---------- Belge Metni
Rober Harris'in aynı adlı çok satan romanından uyarlama...
Kamera arkasındaki isim Roman Polanski. Senaryo yine Polanski ve kitabın yazarı R.Harris tarafından kaleme alınmış. Kameranın önünde ise birbirinden değerli nitelikli oyuncular mevcut. Pierce Brosnan filmde eski İngiltere Başbakanını canlandırırken, onun anılarını yazması için görevlendirilen "Hayalet Yazar'a ise Ewan McGregor vücut veriyor. Olivia Willams, Kim Catrall ve Tom Wilkinson diğer rolleri paylaşan isimler...
Eski İngiltere Başbakanı Adam Lang'ın (P.Brosnan)görevi sırasında savaş suçu işlediğine dair belgeler basına sızdırılır. Akabinde Lahey tarafından kendisine soruşturma açılır. Lang ve ailesi gözlerden uzak bir adada (bir bakıma herşeyden izole olma hali) kalmaktadır. Lang anılarını yazması için bir hayalet yazar tutar ama kitabın bitmesine yakın yazar şaibeli şekilde ölü bulunur. Yerine getirilen Hayalet (E.McGregor) ise bir şeylerin ters gittiğini fark eder ve merak duygusuna zekasını da katarak o ters giden ne var ne yok çözmeye çalışır...
--------------------
* Görevler
(1) Film yazısına göre Ewan McGregor'ın canlandırdığı Hayalet neden işe getiriliyor? Bir ile üç cümle arasında açıklayın.
(2) Polanski filmi üzerine yazıyı son cümlesinin ardından sürdürün.
---------- Sağlanan Malzeme
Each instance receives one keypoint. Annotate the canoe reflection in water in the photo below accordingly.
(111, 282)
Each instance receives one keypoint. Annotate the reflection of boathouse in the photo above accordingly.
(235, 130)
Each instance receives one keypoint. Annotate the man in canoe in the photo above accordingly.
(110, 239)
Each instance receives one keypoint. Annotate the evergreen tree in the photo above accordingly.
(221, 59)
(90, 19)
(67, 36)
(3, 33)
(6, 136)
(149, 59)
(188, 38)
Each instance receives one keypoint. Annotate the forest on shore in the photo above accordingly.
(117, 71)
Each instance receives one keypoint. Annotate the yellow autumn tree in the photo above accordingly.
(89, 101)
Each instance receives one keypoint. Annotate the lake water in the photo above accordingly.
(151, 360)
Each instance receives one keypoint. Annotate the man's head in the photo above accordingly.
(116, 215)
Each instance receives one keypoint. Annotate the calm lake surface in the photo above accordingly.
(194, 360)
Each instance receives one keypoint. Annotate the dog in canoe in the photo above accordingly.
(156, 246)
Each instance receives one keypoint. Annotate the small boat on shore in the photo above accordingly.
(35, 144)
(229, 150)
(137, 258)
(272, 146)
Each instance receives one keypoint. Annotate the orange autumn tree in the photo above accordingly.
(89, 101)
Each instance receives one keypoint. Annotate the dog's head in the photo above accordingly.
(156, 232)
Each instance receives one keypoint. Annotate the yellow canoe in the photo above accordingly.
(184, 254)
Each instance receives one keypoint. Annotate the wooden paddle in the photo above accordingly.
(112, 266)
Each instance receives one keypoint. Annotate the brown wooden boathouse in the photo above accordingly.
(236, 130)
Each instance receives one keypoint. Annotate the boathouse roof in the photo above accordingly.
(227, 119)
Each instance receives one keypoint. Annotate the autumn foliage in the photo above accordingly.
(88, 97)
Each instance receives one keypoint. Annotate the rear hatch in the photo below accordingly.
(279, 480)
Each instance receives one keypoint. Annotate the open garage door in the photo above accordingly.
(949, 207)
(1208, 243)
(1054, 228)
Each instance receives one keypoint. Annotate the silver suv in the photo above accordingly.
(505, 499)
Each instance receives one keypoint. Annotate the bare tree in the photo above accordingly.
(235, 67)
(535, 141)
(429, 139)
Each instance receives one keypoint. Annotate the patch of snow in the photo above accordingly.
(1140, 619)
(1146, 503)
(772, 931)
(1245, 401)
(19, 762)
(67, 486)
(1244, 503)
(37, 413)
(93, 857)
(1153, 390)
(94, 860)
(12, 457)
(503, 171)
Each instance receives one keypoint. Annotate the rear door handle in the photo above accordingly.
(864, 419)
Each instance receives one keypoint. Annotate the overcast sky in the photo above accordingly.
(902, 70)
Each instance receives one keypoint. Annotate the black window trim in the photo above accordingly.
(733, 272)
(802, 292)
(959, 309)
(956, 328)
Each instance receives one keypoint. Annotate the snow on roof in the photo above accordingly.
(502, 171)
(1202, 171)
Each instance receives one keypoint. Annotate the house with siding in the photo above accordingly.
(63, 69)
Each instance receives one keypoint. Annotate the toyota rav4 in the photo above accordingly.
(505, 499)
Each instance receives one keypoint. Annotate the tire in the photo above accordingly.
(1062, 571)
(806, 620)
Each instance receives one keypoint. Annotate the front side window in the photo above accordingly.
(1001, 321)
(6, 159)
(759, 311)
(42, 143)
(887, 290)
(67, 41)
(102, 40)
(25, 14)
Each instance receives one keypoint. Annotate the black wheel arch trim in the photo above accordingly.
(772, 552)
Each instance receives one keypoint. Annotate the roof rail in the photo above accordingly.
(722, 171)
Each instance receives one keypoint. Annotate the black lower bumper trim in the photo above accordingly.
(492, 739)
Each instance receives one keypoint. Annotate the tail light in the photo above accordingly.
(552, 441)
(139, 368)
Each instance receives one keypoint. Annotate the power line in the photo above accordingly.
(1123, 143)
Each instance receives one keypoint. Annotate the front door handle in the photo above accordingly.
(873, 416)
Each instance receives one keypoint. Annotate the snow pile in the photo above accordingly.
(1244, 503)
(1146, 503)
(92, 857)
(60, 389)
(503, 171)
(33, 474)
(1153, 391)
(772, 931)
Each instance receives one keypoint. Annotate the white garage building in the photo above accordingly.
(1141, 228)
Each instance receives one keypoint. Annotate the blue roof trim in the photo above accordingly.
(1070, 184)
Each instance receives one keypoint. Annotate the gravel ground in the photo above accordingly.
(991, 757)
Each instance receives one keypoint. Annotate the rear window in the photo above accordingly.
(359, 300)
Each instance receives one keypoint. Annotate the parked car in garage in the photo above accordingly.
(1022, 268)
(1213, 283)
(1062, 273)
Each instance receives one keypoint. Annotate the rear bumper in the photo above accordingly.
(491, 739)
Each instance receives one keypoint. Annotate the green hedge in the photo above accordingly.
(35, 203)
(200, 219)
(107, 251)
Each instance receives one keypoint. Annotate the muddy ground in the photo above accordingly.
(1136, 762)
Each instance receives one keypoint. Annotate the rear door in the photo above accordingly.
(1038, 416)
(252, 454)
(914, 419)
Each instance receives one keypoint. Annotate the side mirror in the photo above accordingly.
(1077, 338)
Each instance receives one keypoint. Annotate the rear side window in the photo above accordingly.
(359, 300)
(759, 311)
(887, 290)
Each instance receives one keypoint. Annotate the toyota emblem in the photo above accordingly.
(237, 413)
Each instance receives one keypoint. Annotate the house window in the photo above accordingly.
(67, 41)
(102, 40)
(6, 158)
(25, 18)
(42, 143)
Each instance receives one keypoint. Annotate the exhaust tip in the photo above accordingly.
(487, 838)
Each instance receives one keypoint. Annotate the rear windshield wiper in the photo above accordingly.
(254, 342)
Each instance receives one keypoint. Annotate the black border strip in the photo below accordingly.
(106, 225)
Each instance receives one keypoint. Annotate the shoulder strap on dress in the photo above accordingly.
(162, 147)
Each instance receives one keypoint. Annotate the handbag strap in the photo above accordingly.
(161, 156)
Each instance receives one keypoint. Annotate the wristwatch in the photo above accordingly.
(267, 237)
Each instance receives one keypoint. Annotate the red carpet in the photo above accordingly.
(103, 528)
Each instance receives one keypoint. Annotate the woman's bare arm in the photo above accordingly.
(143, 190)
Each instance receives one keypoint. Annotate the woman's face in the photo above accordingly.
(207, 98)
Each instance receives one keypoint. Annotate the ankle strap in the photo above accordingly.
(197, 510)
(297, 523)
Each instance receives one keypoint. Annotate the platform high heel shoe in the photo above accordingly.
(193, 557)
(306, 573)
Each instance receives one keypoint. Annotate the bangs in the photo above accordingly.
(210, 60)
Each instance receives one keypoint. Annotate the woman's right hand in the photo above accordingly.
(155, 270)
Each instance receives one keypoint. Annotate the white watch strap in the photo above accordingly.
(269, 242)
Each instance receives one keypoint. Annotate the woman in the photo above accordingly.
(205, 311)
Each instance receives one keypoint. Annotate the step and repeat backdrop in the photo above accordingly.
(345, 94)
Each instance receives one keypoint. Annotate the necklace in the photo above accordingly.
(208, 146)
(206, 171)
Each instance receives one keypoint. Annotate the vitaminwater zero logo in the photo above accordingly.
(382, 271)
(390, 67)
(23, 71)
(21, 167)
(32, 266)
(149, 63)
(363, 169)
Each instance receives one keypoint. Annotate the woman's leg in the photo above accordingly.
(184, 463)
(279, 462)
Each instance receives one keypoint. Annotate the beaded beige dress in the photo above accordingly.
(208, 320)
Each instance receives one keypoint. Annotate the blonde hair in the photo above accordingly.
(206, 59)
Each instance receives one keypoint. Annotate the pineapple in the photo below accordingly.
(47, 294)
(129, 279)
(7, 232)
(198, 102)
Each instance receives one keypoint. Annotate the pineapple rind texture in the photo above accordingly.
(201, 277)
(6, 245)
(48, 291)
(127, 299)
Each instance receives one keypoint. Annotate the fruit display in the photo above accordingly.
--------------------
* Görevlerin Yanıtları
(1) Adam Lang'ın anılarını yazmak için tuttuğu önceki hayalet yazar, kitabın bitmesine yakın şaibeli şekilde ölü bulunur. Bu yüzden onun yerine Ewan McGregor'ın canlandırdığı Hayalet getirilir.

(2)
Film 70'li yılların komplo teorileriyle bezeli politik gerilimlerinin izinden gidiyor. Bu haliyle yeni nesil casus filmlerine (bknz. Bourne serisi) tanıklık eden ergen bedenlere tuhaf ve yavan kaçabilir. Orta yaş üstüne ise nostalji yaşatabilir.
Filmin yavaş ama sıkmayan temposunu sağlayan ise, iyi yazılmış bir senaryoya sahip olması, güzel çekilmiş sahnelerin varlığı, ve en önemlisi belki de birinci sınıf karakter gelişiminin sizi sıkmaması. Bütün bunlara ek olarak müziklerin filmin kasvetli yapısına hizmet ettiğini görüyoruz...
Filmde Ewan McGregor'un canlandırdığı karakterin ismi Hayalet. Yani film boyunca gerçek adını öğrenemiyoruz. Hayalet yazarımızın alaycı, sefil ve merak duygusunun yükseklerde geziniyor olması hayli eğlenceli olmuş.Bu karakterin tam olarak bir Polanski alamet-i farikası olduğunu söylemek yanlış olmaz...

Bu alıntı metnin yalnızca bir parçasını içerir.